▸ À FAIRE:
1: Répondez aux questions suivantes à partir de l'extrait sur le roman :
(a) Selon l'extrait, qui a réellement participé aux événements historiques évoqués ?
(b) À qui le déchirement des parents est-il transmis, et à qui ne l'est-il pas ?
(c) Dans quel lieu s'est tenue la rencontre avec Sabyl ?
2: Relevez tous les passages de l'extrait sur le roman qui figurent entre guillemets français (« »).
#### EXTRAIT CHOISI ####
Entre histoire et Histoire
La documentation sur les événements historiques ne saurait qu’être appréciée, surtout qu’elle est mêlée à une argumentation explicite et un regard critique, faisant du roman un document historique à part entière. Comme quoi, histoire individuelle et histoire collective sont inévitablement entremêlées, d’autant plus que des membres de la famille de l’auteur ont réellement participé à ces événements historiques. Quoi qu’il en soit, mis à part ce cas particulier, l'écriture tisse, de manière artisanale, comme sur un métier, une toile où les fils se croisent : les fils de notre histoire individuelle et ceux de l'histoire du pays, que nous vivons, lisons ou écoutons au prisme de notre alchimie biologique et historique personnelle, donc unique.
Toute la problématique de la reconstitution de l'histoire d'un pays, d'autant plus que celle du Liban est compliquée, ressort à travers ce roman qui se présente, à la base, comme un simple récit de vie... La tension d'être en suspens entre « ici » et « là-bas » est omniprésente depuis le début. Déchirement ressenti d'abord par les parents, depuis la première séparation d’avec le giron familial, puis transmis de manière inconsciente au fils, pas à la fille : « Je suis déraciné, d'autres ne le sont pas. C'est ainsi. » (p. 290) Et l’on tangue entre la souffrance provoquée par ce déracinement et le soulagement qu'il octroie à son hôte. Cette nouvelle tension entre douleur et libération ne va pas sans rappeler la conception de la dialectique hegelienne selon laquelle l’histoire « est un processus d’autoréalisation de l’Idée dont la fin est la liberté humaine ». On se demande alors si on peut devenir libre un jour, se libérer de ses attaches, géographiques et émotionnelles. D'ailleurs, lors d’une rencontre avec Sabyl au Campus des Sciences Humaines de l’USJ, il répond : « Si en France ça tourne mal, je pars vivre ailleurs ! »
#### ENTRÉES FOURNIES ####
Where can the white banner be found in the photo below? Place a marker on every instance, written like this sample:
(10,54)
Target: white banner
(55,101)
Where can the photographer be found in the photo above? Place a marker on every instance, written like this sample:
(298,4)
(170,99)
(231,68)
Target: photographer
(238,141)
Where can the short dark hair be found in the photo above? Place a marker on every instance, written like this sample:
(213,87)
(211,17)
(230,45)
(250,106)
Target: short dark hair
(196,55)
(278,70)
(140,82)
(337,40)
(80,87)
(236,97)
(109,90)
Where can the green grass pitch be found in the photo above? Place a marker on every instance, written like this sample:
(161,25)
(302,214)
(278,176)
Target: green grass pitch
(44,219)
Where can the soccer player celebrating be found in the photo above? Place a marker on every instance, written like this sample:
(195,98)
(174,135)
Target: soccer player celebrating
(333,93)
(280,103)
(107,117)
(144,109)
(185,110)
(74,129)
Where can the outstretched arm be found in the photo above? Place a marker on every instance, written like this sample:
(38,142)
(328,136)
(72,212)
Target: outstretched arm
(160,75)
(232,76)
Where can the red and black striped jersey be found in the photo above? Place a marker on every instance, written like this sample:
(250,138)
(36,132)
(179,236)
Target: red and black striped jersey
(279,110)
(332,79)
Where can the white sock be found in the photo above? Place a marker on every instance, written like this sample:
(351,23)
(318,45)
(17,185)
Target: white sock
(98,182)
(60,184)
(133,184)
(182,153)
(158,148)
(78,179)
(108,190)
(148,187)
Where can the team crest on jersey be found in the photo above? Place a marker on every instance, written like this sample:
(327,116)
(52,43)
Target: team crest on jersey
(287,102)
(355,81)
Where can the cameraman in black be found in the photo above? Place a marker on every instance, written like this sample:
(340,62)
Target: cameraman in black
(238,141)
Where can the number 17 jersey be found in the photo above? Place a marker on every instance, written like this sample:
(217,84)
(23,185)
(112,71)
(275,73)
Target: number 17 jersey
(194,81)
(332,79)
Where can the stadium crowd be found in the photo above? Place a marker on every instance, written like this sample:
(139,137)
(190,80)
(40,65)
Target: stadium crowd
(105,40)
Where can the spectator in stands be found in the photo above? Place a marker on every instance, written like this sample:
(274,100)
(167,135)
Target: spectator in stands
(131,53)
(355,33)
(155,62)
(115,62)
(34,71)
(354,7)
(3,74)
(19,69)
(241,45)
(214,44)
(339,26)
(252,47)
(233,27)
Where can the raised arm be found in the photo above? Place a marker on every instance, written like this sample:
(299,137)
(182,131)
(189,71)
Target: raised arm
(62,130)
####
▸ RÉPONSES DANS L'ORDRE:
1:
(a) Des membres de la famille de l'auteur.
(b) Il est transmis au fils, mais pas à la fille.
(c) Au Campus des Sciences Humaines de l'USJ.

2:
- « ici »
- « là-bas »
- « Je suis déraciné, d'autres ne le sont pas. C'est ainsi. »
- « est un processus d'autoréalisation de l'Idée dont la fin est la liberté humaine »
- « Si en France ça tourne mal, je pars vivre ailleurs ! »